- _TASK ITEM_
Only the lines from the line containing "[point] at the dry" to the end of the entries, both included, belong in your answer, and each must match exactly.

- _DATA SUPPLIED_
########################################

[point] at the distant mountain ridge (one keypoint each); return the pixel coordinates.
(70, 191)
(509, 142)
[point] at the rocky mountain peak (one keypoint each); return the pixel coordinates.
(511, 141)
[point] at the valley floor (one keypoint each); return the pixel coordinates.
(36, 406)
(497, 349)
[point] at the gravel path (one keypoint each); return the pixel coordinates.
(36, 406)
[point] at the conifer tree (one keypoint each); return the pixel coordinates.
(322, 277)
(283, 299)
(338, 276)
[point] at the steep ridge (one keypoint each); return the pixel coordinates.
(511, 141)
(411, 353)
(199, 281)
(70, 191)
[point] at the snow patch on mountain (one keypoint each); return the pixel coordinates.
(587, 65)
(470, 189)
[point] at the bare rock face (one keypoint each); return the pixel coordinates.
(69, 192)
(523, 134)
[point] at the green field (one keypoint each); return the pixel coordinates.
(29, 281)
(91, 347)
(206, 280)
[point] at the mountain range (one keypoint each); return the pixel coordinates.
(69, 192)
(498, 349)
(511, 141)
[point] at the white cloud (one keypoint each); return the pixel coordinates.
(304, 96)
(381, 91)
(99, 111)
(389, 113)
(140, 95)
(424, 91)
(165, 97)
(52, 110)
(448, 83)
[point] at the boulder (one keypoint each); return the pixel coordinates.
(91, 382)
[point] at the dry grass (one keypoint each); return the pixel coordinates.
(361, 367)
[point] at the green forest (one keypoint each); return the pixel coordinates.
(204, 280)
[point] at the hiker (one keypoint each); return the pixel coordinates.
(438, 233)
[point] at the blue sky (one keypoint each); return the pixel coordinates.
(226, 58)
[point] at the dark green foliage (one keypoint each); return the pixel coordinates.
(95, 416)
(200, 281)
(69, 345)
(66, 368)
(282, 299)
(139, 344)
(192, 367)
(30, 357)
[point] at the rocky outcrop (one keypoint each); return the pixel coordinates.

########################################

- _RESPONSE TO THE TASK_
[point] at the dry grass (one keypoint each); return the pixel coordinates.
(361, 367)
[point] at the green forest (one keypoint each); return the pixel coordinates.
(204, 280)
[point] at the hiker (one keypoint each); return the pixel coordinates.
(438, 233)
[point] at the blue sky (one keypoint each); return the pixel coordinates.
(226, 58)
[point] at the dark green foliage (one keypoint each); return the pixel coordinates.
(95, 416)
(200, 281)
(69, 345)
(66, 368)
(282, 299)
(139, 344)
(192, 367)
(30, 357)
[point] at the rocky outcrop (one keypoint each); return the pixel coordinates.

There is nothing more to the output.